给定文本:
————————

- 借这道题夯实一下计算几何的基础
- 向量积:顺负逆正
- 两线交点和夹角都是借助向量工具求解的
- 分类讨论:圆弧小于180度时,减去三角形面积;大于180度时,加上三角形面积
- 割补法求面积(正难则反)
- C++中的角度以弧度制表示
点击查看代码
#include <bits/stdc++.h>
#define pdd pair<double,double>
using namespace std;
const double pi=acos(-1.0);
int s[10],t[10],r;
pdd operator -(pdd a,pdd b)
{
pdd c;
c.first=a.first-b.first;
c.second=a.second-b.second;
return c;
}
pdd operator +(pdd a,pdd b)
{
pdd c;
c.first=a.first+b.first;
c.second=a.second+b.second;
return c;
}
pdd operator *(double a,pdd b)
{
pdd c;
c.first=b.first*a;
c.second=b.second*a;
return c;
}
pdd get_dot(int rad)
{
return make_pair(cos(rad*pi/180.0)*r,sin(rad*pi/180.0)*r);
}
double len(pdd a)
{
return sqrt(a.first*a.first+a.second*a.second);
}
double mul1(pdd a,pdd b)
{
return a.first*b.first+a.second*b.second;
}
double mul2(pdd a,pdd b)
{
return a.first*b.second-a.second*b.first;
}
pdd jiaodian(pdd a,pdd b,pdd c,pdd d)
{
pdd l1=b-a,l2=d-c;
return c+mul2(c-a,l1)/mul2(l1,l2)*l2;
}
double stri(pdd a,pdd b,pdd c)
{
pdd l1=b-a,l2=c-a;
return fabs(0.5*mul2(l1,l2));
}
int sgn(double x)
{
if(x>0)
{
return 1;
}
return -1;
}
double shu(pdd a,pdd b)
{
double w1=mul2(a,b);
double w2=(acos(mul1(a,b)/len(a)/len(b)));
if(w1<0)
{
w2=2*pi-w2;
}
return (w2/(2*pi))*pi*r*r-stri(a,b,make_pair(0,0))*sgn(w1);
}
void lunhuan()
{
for(int i=1;i<=5;i++)
{
s[i-1]=s[i];
t[i-1]=t[i];
}
s[5]=s[0];
t[5]=t[0];
}
int main()
{
int T;
cin>>T;
while(T--)
{
r=read1();
for(int i=1;i<=5;i++)
{
s[i]=read1();
}
for(int i=1;i<=5;i++)
{
t[i]=read1();
}
double ans=pi*r*r;
for(int i=1;i<=5;i++)
{
pdd tmp=jiaodian(get_dot(s[1]),get_dot(t[4]),get_dot(s[2]),get_dot(t[5]));
ans-=stri(get_dot(s[1]),get_dot(t[5]),tmp);
ans-=shu(get_dot(t[5]),get_dot(s[1]));
lunhuan();
}
printf("%.9f\n",ans);
}
return 0;
}

————————

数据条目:
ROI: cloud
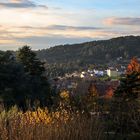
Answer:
[20,25,103,31]
[0,0,47,8]
[104,17,140,25]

————————

任务说明:
1. 根据给定文本回答下列问题:
(a) 向量积的符号规律是怎样概括的?
(b) 圆弧大于180度时,三角形面积该如何处理?
(c) 代码里常量pi是用什么表达式赋值的?
2. 从给定文本中含有"- 借这道题夯实一下计算几何的基础"的那几个字开始,照原样抄写到"-(pdd a,pdd b)"为止。

书面答案:
1.
(a) 顺负逆正。
(b) 加上三角形面积。
(c) acos(-1.0)。

2.
- 借这道题夯实一下计算几何的基础
- 向量积:顺负逆正
- 两线交点和夹角都是借助向量工具求解的
- 分类讨论:圆弧小于180度时,减去三角形面积;大于180度时,加上三角形面积
- 割补法求面积(正难则反)
- C++中的角度以弧度制表示
点击查看代码
#include <bits/stdc++.h>
#define pdd pair<double,double>
using namespace std;
const double pi=acos(-1.0);
int s[10],t[10],r;
pdd operator -(pdd a,pdd b)